Required task: Please reproduce all the entries below with "keypoint" swapped for "marker" wherever it occurs and every other word left as it is. Leave the pictures out of your copy.

Information provided:
+===+
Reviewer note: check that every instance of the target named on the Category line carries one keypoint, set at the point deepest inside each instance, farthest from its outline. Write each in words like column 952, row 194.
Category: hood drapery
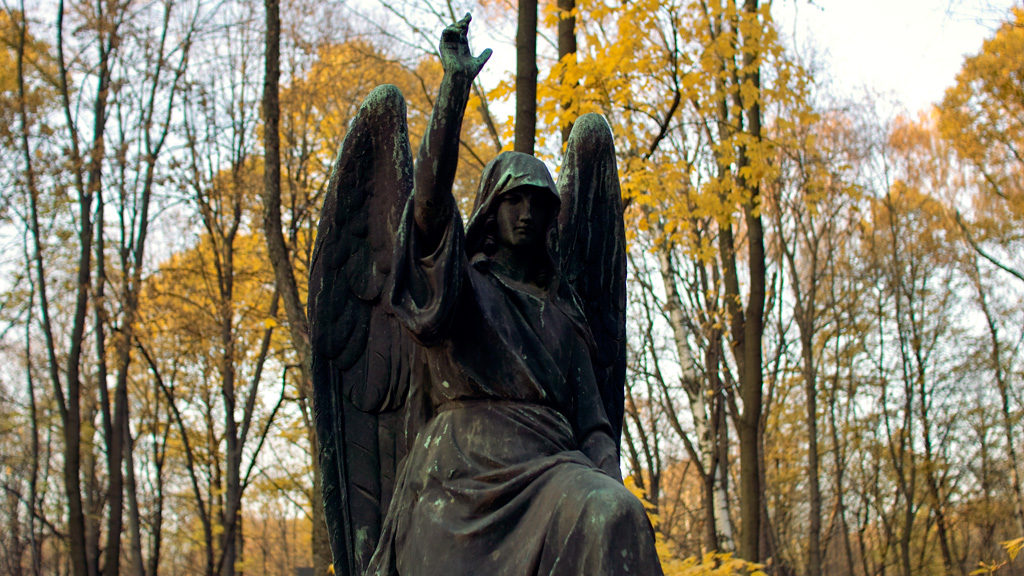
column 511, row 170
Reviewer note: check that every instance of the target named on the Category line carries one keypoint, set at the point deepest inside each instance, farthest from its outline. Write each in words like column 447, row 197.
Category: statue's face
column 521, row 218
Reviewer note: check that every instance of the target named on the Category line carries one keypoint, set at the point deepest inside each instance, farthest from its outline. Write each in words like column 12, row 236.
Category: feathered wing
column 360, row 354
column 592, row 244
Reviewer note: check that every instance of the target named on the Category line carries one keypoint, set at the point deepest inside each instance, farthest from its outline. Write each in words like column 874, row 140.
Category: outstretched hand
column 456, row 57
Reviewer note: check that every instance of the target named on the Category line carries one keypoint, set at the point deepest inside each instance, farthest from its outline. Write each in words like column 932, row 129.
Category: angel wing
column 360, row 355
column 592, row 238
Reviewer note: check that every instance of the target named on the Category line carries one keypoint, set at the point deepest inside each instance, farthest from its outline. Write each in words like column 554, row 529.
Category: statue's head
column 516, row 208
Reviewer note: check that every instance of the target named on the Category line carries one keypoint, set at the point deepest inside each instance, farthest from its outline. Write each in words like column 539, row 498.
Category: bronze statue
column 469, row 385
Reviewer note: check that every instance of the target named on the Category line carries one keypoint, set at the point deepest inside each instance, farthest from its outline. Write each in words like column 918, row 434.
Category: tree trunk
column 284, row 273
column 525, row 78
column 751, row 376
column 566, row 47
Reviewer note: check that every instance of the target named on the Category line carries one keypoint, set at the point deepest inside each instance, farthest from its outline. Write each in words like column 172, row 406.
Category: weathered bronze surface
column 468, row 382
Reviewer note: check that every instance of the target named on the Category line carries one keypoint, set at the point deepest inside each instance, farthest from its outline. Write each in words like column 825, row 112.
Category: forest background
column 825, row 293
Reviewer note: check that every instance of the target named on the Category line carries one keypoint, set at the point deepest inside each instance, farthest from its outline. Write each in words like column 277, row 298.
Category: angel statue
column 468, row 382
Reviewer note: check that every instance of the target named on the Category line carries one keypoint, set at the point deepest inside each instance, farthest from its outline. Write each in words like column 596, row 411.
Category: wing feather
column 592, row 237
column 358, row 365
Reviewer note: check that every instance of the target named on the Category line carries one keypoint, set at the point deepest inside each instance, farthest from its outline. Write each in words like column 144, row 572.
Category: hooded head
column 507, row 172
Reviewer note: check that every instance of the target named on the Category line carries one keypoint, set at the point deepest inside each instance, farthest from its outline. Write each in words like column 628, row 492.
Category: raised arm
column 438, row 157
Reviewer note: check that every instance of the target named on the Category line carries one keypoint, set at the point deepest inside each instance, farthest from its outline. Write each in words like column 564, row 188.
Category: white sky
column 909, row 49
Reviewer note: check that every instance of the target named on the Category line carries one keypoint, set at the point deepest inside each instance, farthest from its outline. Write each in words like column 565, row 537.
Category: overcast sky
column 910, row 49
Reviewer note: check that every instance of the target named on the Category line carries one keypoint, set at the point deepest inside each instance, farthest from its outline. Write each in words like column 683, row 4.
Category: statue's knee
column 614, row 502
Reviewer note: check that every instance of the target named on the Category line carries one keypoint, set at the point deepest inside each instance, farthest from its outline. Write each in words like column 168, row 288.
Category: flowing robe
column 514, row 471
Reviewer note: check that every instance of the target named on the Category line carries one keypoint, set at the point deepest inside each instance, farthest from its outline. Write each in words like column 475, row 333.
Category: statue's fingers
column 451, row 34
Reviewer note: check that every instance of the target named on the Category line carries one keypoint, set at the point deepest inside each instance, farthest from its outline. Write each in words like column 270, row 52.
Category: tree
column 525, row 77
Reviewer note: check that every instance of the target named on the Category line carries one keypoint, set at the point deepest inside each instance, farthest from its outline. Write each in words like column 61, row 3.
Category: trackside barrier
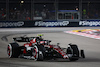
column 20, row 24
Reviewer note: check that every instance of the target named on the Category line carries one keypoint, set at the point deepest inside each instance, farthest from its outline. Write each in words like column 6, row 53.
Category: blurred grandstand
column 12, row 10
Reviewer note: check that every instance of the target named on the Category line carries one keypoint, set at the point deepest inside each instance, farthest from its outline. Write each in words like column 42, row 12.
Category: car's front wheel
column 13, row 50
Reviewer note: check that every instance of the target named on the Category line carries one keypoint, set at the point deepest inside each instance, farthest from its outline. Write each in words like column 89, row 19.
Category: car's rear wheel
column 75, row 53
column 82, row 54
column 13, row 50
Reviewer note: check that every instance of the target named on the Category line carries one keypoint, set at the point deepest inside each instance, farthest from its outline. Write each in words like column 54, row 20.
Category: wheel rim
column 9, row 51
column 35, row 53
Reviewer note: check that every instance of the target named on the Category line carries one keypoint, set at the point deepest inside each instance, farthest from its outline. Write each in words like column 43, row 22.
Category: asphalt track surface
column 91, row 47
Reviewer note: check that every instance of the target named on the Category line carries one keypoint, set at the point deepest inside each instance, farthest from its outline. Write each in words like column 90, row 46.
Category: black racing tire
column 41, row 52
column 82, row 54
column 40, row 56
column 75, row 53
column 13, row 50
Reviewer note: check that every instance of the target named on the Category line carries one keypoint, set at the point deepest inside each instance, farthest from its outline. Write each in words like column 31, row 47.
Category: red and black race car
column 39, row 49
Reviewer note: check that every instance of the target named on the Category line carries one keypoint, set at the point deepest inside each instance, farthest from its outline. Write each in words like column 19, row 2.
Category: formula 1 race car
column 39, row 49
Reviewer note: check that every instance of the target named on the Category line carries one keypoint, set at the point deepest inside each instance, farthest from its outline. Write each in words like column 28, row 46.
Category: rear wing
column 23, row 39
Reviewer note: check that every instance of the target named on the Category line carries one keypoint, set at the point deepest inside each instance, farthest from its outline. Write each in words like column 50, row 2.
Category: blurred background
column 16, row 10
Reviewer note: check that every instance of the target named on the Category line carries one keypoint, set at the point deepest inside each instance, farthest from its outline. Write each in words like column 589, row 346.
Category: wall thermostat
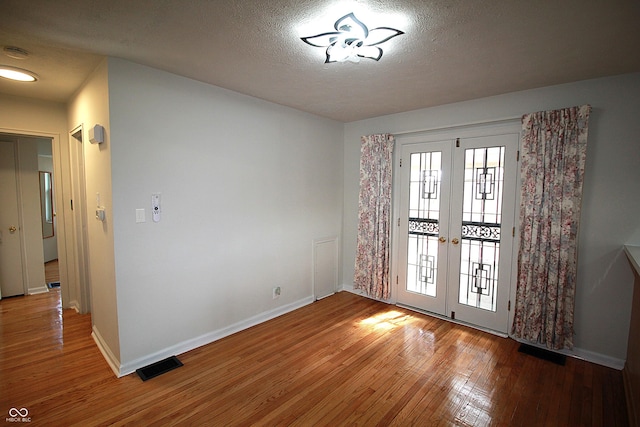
+===+
Exercise result:
Reviewer note: check that every instance of the target named on the Category line carries one marker, set at the point deepest inside each instance, farthest from its outline. Write each in words like column 952, row 194.
Category: hood drapery
column 511, row 170
Reviewer note: check that every instance of the target named on the Category line carries one marker, set at the point deepest inside each instance, farthest from its outline. Write each in words like column 447, row 197.
Category: statue's face
column 521, row 218
Reviewer note: check that every instance of the target named on the Category line carries one marker, set at the point deepest inside each instance, farthest from its outline. Write each in words like column 12, row 236.
Category: feathered wing
column 360, row 354
column 592, row 244
Reviewer note: check that every instance of the target named on the Category line carries one marker, set at the point deepest inside each instance, farthest from its outline. Write each in words like column 874, row 140.
Category: outstretched hand
column 456, row 57
Reviewer note: check that every instance of the target named on the Category line carries one marker, set at the point deepest inside each instance, farthest from its outline. Write each in words like column 932, row 129.
Category: angel wing
column 360, row 355
column 592, row 238
Reviewer note: check that every instance of the target named on the Category line carries one marker, set at the point deepest inside each instance, farthest from its outline. Write each in words like column 554, row 529.
Category: statue's head
column 516, row 208
Reviewer note: check that every instance of the target named on the Category line carries one marker, set at the point deepest inside each instance, farthest from its outline. Write each in words like column 539, row 498.
Category: bronze statue
column 469, row 385
Reviewer note: check that every instance of the target named on the Category line carries one marker, set at the point deepest inside each instance, farthest from its outline. Write each in words like column 918, row 434.
Category: tree trunk
column 284, row 273
column 525, row 78
column 751, row 376
column 566, row 47
Reviewer note: check that every instance of the target named on the Category line carries one marker, set at the point deepest inside each instance, farthest from its outline. Write each in words like column 172, row 406.
Category: weathered bronze surface
column 468, row 382
Reviewer note: check that every instance of the target named on the Category line carries one marker, set at the point deepest inside each instance, farthest from its outline. Write each in words like column 825, row 112.
Category: forest background
column 825, row 293
Reviewer note: check that every instance of the target named on the Category line carries one marker, set at the point deepest inside each instance, farthest from its outline. Write each in words like column 277, row 298.
Category: angel statue
column 468, row 382
Reviewer note: check that every instance of the target named on the Category line carries one marker, set at the point deepest inside each instance, farthest from its outline. Write each in words like column 596, row 411.
Category: wing feather
column 592, row 237
column 358, row 365
Reviewer note: check that every instance of the target named on the Category line carries one marker, set at the point deepest inside each instance, farthest from its outline. Write each in words like column 144, row 572.
Category: hooded head
column 507, row 172
Reviewer note: check that every instance of the target named on the Category line carries one marker, set at the point deepest inside each instance, farthest from its outline. Write each in words like column 628, row 492.
Category: raised arm
column 438, row 157
Reviewer note: check that every instance of the target named on the Category line carries one marker, set at the point deepest inside each instance, farthest from its outline. Write each in words like column 564, row 188.
Category: white sky
column 909, row 49
Reviewer note: check that every instance of the target named on the Category line carries one marker, set at the point deepest inside each instance, farthest from its outline. Write each in words like column 565, row 537.
Category: overcast sky
column 910, row 49
Reviewer note: check that every instance of the target named on the Category line carries one marker, set at the point deepest inside each instance, farthest from its outline. Write each in words like column 683, row 4.
Category: statue's knee
column 614, row 502
Reviewer note: check that every instance of the target named on the Category line carries one marker, set at the point deepest inside each instance, farthest from its outline. Write each in words like column 168, row 288.
Category: flowing robe
column 514, row 471
Reviewer note: check that every instance of the target named on the Category line carries one marker, set at the point deepest inside each instance, farthest from its outline. Write each in words like column 475, row 333.
Category: statue's fingers
column 451, row 34
Reviewer note: check that every instance of the target named on the Category line carries one marker, set at the point deepest inside each instance, farthest from its outline. Write each in words like column 270, row 52.
Category: tree
column 525, row 77
Reviewer note: check that every instance of the target named on the Category line carries one marker, set at the point deepest inside each instance, farthest from its outline. Write each in words like column 61, row 3.
Category: trackside barrier
column 20, row 24
Reviewer note: check that every instance of the target named on the Category line carries one marker, set at the point deepest inside each instance, farthest from its outline. Write each in words like column 6, row 53.
Category: blurred grandstand
column 12, row 10
Reviewer note: check that every instance of the target named on the Category line carries one marker, set at the point deepest inside each instance, farthest from its outline. Write each in words like column 42, row 12.
Category: car's front wheel
column 13, row 50
Reviewer note: check that every instance of the target named on the Category line carries one marker, set at the point deepest inside each instance, farthest from its outline. Write each in words like column 89, row 19.
Category: car's rear wheel
column 75, row 53
column 82, row 54
column 13, row 50
Reviewer note: check that every instance of the target named on the Category line carries one marker, set at the point deepest inside each instance, farthest from its outline. Write each in words like column 54, row 20.
Category: wheel rim
column 9, row 51
column 35, row 53
Reviewer note: check that every instance of the target named on the Category line carries one marker, set at the point deepest inside each instance, farthest from its outline. Write each in words like column 43, row 22.
Category: asphalt track surface
column 91, row 47
Reviewer note: check that every instance of the target named on the Category line carries one marker, set at the point deepest inside each instance, farthest from its outline. Write each in words like column 90, row 46.
Category: black racing tire
column 41, row 52
column 82, row 54
column 40, row 56
column 75, row 53
column 13, row 50
Reviewer note: check that every instance of the target named on the Category line carries one marker, set at the point deepest inside each instance, farthest from its outline. Write each in words like column 31, row 47.
Category: red and black race car
column 39, row 49
Reviewer note: check that every instance of the target named on the Category line carries one marker, set at the point deepest inside each instance, farthest from its outline. Write each in words like column 19, row 2.
Category: formula 1 race car
column 39, row 49
Reviewer note: check that every instance of the target named on the Category line carries one marker, set at the point deepest inside each instance, farthest from its outline. Write each in words like column 28, row 46.
Category: rear wing
column 23, row 39
Reviewer note: check that every instance of the target named on the Category line carries one marker, set at the point deepest inside each instance, farthest from its outline. Write each in words like column 50, row 2.
Category: blurred background
column 16, row 10
Reviewer note: check that every instance of the target named on the Category line carries one marker, set at the point deepest inside each instance, farthest from its outline. Write each in words like column 589, row 346.
Category: wall thermostat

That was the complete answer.